=== Directions for this task ===
Copy these rows word for word.

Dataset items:
▼

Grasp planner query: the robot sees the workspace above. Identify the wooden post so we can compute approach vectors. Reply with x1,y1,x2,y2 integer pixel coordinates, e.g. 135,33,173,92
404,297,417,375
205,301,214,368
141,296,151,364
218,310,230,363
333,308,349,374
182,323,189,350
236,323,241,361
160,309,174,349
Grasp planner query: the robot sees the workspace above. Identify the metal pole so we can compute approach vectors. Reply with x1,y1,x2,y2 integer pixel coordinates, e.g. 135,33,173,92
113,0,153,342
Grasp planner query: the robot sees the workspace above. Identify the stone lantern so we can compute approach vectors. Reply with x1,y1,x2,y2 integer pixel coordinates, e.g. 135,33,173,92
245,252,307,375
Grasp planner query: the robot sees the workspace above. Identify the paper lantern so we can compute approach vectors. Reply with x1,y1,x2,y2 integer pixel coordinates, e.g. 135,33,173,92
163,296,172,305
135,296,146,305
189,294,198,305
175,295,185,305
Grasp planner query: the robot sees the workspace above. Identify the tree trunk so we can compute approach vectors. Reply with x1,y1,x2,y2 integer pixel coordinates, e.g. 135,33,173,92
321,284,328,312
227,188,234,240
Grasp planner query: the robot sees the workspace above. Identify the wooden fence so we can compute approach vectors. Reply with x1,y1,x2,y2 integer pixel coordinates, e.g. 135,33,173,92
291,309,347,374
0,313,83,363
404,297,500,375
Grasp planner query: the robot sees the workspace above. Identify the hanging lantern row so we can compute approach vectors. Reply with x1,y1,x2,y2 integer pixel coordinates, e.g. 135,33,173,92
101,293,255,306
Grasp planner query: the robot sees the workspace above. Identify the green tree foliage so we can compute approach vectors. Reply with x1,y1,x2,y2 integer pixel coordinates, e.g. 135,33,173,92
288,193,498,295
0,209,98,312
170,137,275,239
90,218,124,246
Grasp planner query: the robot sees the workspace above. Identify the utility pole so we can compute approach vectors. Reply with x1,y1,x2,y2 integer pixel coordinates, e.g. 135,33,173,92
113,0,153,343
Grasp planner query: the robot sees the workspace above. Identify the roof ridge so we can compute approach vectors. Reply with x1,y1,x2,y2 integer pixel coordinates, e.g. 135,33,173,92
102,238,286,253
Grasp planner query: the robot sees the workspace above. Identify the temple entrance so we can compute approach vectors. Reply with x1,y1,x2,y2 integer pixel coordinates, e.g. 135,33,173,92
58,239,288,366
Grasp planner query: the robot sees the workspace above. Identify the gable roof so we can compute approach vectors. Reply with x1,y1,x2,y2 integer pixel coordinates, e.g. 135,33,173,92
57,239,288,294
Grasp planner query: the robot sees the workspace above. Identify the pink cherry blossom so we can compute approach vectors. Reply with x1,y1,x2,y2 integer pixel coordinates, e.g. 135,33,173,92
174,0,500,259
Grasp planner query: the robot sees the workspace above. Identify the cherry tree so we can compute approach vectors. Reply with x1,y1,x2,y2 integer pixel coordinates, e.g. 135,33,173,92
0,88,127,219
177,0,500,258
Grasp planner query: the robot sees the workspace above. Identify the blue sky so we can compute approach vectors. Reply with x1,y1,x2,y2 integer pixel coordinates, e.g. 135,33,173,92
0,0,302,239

▲

=== Full solution ===
Grasp planner query: the robot sees the workspace above. Identify the wooden post so we can compute approach vectors. Reply with x1,y1,x2,y2 integer pixel coordinates, e.g. 135,33,173,92
404,297,417,375
205,301,214,368
141,296,151,364
218,310,230,363
333,308,349,374
182,323,189,350
236,323,241,361
160,309,174,349
Grasp planner query: the robot sees the workspace above. Identify the metal pole so we can compute approach vectors. Reply with x1,y1,x2,y2 integer pixel coordinates, e.g. 135,33,173,92
113,0,153,342
Grasp planner query: the robot sees the workspace above. Identify the stone lantern so we can compute approach vectors. Reply with x1,y1,x2,y2 integer pixel coordinates, e.g. 135,33,173,92
245,252,307,375
Grasp planner query: the robot sees the workspace above. Identify the paper lantern so we can compute approach vectors. Reply with x1,y1,x2,y2 integer pixel coordinates, e.g. 135,33,173,92
163,296,172,305
135,296,146,305
189,294,198,305
175,295,185,305
Grasp planner query: the robot sees the workspace above. Identify the tree trunk so we can compute approach vectors. Reply with x1,y1,x2,y2 integer pixel coordinates, e.g. 135,33,173,92
321,284,328,312
227,188,234,240
Grasp planner query: the robot sees the workspace above. Identify the wooden fence so we can compute approach vectors. Reply with x1,y1,x2,y2 integer pixel coordinates, e.g. 135,33,173,92
291,309,347,374
0,313,83,363
404,297,500,375
Grasp planner query: the robot sees the workspace above. Identify the hanging lantern row so we can compute approach vectors. Reply with x1,y1,x2,y2 integer pixel coordinates, e.g. 135,33,173,92
101,293,255,306
Grasp planner query: the robot sees the workspace above. Identify the green tree foliage so we can compute approach vectors. Reply with x1,y1,x2,y2 integer pixel coordinates, e.g. 135,33,173,92
288,193,498,295
0,209,98,312
170,137,275,239
90,218,124,246
Grasp planner query: the robot sees the workspace above. Identify the utility pole so we can compute approach vectors. Reply with x1,y1,x2,y2 integer pixel coordinates, e.g. 135,33,173,92
113,0,153,343
Grasp planner query: the robot sees the workspace above. Identify the roof ridge so we can compute approach vectors. Reply with x1,y1,x2,y2 integer pixel coordinates, e.g. 135,33,173,92
102,238,286,253
Grasp planner query: the robot sees the workspace above. Identify the temple entrance so we can compute approach vectors. Reply with x1,y1,x2,y2 integer pixel coordinates, e.g. 135,33,173,92
58,239,288,366
Grasp planner query: the robot sees the workspace above. Identify the gable roof so we can compute approach vectors. Reply with x1,y1,x2,y2 integer pixel coordinates, e.g. 135,33,173,92
57,239,288,294
Grasp planner query: the robot sees the workspace above. Identify the pink cherry blossom so we can compute approach vectors. Reply with x1,y1,x2,y2 integer pixel coordinates, e.g. 135,33,173,92
174,0,500,259
Grasp planner query: the robot sees the workspace above. Identify the cherry tree so we can compute approach vectors. Reply with x1,y1,x2,y2 integer pixel coordinates, e.g. 135,33,173,92
0,88,127,219
177,0,500,258
Grasp planner query: the robot sees the workspace above. Identify the blue sky so we can compute approach vectors. Reply with x1,y1,x2,y2 integer pixel coordinates, e.g. 135,33,173,92
0,0,302,239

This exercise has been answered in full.